═════ Input

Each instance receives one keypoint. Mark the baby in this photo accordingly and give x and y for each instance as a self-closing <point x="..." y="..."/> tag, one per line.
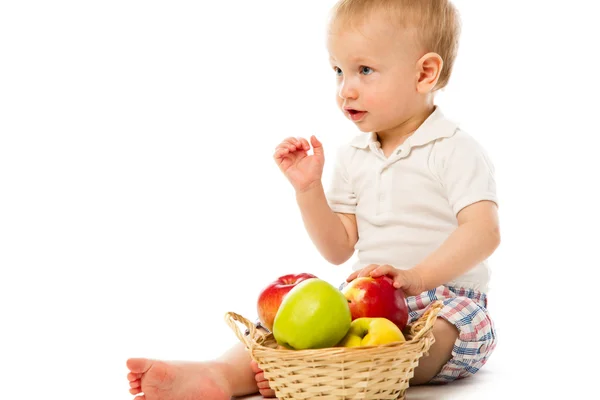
<point x="413" y="194"/>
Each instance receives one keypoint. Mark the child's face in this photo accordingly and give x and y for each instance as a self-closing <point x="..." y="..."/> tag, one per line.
<point x="376" y="73"/>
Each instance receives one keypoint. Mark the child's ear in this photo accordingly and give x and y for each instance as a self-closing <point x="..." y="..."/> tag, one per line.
<point x="429" y="68"/>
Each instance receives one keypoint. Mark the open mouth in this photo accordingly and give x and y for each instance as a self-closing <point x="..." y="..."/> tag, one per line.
<point x="355" y="115"/>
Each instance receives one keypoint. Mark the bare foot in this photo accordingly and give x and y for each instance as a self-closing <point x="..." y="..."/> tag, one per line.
<point x="158" y="380"/>
<point x="261" y="382"/>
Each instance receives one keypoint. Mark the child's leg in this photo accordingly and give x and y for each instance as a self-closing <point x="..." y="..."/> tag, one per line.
<point x="229" y="375"/>
<point x="439" y="353"/>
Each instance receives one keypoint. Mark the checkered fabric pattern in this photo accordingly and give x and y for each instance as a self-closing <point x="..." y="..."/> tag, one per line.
<point x="465" y="309"/>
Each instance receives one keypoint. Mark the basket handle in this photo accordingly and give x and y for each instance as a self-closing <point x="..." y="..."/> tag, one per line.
<point x="425" y="323"/>
<point x="232" y="318"/>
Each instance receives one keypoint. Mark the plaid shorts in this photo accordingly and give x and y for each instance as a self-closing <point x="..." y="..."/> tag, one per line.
<point x="465" y="309"/>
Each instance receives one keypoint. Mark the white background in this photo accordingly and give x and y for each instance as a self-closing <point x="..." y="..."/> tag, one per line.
<point x="139" y="200"/>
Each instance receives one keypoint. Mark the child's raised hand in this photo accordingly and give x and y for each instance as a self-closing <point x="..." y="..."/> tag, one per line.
<point x="404" y="279"/>
<point x="301" y="169"/>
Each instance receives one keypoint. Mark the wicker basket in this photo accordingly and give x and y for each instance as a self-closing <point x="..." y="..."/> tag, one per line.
<point x="335" y="373"/>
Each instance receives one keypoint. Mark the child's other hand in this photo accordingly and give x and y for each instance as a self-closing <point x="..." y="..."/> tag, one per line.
<point x="302" y="170"/>
<point x="407" y="280"/>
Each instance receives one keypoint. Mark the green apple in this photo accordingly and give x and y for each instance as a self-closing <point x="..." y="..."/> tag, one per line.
<point x="313" y="315"/>
<point x="370" y="332"/>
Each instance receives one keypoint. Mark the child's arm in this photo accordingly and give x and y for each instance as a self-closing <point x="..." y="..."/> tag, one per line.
<point x="475" y="239"/>
<point x="334" y="234"/>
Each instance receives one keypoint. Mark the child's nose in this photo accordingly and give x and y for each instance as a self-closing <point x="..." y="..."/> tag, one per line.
<point x="347" y="90"/>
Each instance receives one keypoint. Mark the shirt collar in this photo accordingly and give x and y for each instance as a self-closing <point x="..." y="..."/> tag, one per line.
<point x="436" y="126"/>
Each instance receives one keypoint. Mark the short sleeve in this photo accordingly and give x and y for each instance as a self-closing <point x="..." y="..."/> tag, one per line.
<point x="340" y="195"/>
<point x="466" y="171"/>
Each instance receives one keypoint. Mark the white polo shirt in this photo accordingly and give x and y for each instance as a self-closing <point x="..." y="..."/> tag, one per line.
<point x="406" y="205"/>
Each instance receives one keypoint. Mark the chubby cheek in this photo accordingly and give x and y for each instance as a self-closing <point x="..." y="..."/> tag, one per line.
<point x="339" y="101"/>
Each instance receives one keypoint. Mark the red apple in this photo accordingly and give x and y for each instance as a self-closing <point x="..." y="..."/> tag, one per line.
<point x="271" y="296"/>
<point x="377" y="298"/>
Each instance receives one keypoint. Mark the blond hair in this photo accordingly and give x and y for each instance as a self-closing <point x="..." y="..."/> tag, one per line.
<point x="436" y="23"/>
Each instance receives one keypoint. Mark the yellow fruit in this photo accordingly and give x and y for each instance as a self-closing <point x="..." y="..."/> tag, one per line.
<point x="370" y="332"/>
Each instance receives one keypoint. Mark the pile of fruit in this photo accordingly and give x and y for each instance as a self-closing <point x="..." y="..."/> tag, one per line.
<point x="305" y="312"/>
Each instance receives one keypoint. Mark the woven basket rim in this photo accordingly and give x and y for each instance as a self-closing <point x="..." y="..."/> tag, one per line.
<point x="253" y="344"/>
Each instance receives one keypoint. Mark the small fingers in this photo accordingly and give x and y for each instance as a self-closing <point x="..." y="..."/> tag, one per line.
<point x="133" y="376"/>
<point x="280" y="153"/>
<point x="135" y="384"/>
<point x="305" y="144"/>
<point x="268" y="393"/>
<point x="135" y="391"/>
<point x="263" y="385"/>
<point x="259" y="377"/>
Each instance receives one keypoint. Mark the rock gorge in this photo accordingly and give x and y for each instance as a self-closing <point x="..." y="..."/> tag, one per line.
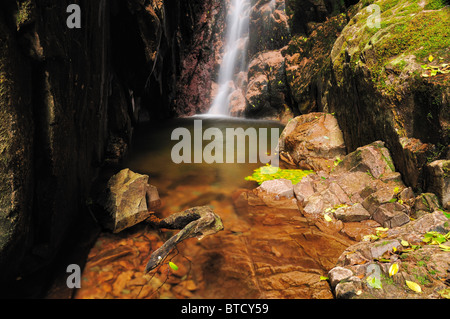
<point x="70" y="99"/>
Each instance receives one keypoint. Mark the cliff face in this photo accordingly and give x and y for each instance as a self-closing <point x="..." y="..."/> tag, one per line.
<point x="69" y="99"/>
<point x="386" y="82"/>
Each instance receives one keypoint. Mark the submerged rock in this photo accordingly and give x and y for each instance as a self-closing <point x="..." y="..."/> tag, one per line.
<point x="129" y="200"/>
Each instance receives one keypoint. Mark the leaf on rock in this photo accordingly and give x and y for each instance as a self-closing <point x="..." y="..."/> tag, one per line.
<point x="393" y="269"/>
<point x="173" y="266"/>
<point x="445" y="293"/>
<point x="413" y="286"/>
<point x="374" y="282"/>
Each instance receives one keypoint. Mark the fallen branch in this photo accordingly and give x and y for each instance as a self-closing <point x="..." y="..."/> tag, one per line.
<point x="194" y="222"/>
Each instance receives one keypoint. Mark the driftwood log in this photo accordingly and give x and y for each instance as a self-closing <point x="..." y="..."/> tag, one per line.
<point x="194" y="222"/>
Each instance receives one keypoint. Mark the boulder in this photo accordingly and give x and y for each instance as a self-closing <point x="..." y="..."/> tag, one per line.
<point x="128" y="199"/>
<point x="373" y="159"/>
<point x="312" y="141"/>
<point x="426" y="265"/>
<point x="425" y="203"/>
<point x="354" y="213"/>
<point x="278" y="188"/>
<point x="337" y="274"/>
<point x="391" y="215"/>
<point x="438" y="181"/>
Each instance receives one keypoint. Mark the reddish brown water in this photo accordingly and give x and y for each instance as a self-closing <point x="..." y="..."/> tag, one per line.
<point x="262" y="252"/>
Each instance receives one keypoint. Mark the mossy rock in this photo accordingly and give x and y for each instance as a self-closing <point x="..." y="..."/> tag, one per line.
<point x="411" y="34"/>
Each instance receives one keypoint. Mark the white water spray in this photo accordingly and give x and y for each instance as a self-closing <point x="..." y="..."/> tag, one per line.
<point x="234" y="59"/>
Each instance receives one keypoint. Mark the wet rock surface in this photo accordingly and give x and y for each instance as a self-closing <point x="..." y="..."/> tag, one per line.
<point x="128" y="199"/>
<point x="425" y="264"/>
<point x="312" y="141"/>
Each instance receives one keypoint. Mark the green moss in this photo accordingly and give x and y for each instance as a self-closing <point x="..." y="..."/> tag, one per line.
<point x="24" y="14"/>
<point x="268" y="172"/>
<point x="446" y="169"/>
<point x="435" y="5"/>
<point x="406" y="30"/>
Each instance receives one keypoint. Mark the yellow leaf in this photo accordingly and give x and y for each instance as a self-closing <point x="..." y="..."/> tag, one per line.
<point x="393" y="269"/>
<point x="413" y="286"/>
<point x="173" y="266"/>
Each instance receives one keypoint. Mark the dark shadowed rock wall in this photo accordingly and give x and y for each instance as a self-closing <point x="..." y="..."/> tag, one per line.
<point x="69" y="99"/>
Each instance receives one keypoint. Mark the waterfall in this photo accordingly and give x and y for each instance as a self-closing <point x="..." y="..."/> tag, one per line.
<point x="234" y="59"/>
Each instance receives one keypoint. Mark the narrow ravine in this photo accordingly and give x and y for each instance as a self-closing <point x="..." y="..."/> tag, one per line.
<point x="263" y="252"/>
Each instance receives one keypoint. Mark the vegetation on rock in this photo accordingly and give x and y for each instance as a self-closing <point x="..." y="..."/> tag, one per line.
<point x="269" y="172"/>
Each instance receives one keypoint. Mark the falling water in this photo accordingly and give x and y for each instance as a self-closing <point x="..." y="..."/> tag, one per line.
<point x="234" y="59"/>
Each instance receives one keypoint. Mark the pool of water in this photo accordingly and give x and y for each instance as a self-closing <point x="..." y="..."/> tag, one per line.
<point x="151" y="153"/>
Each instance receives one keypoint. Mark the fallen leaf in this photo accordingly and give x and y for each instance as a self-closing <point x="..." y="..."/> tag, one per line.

══════════

Work instruction
Look above for the line containing "Each instance receives one keypoint. Mark the falling"; copy from it through the last line, exactly, and nothing more.

Exercise result
Each instance receives one keypoint. Mark the falling water in this photo accordingly and give x and y for each instance as a self-closing <point x="..." y="..."/> tag, one per line.
<point x="234" y="59"/>
Each instance receives one keypoint. Mark the pool of water in this photo accordingly and give x and y for each instance as a self-closing <point x="..." y="..."/> tag, one per line.
<point x="151" y="153"/>
Each instance receives one keypoint. Mark the fallen leaf in this photo accordingly and give x and y for each instance as a self-closing <point x="..." y="..."/> tag, one per line.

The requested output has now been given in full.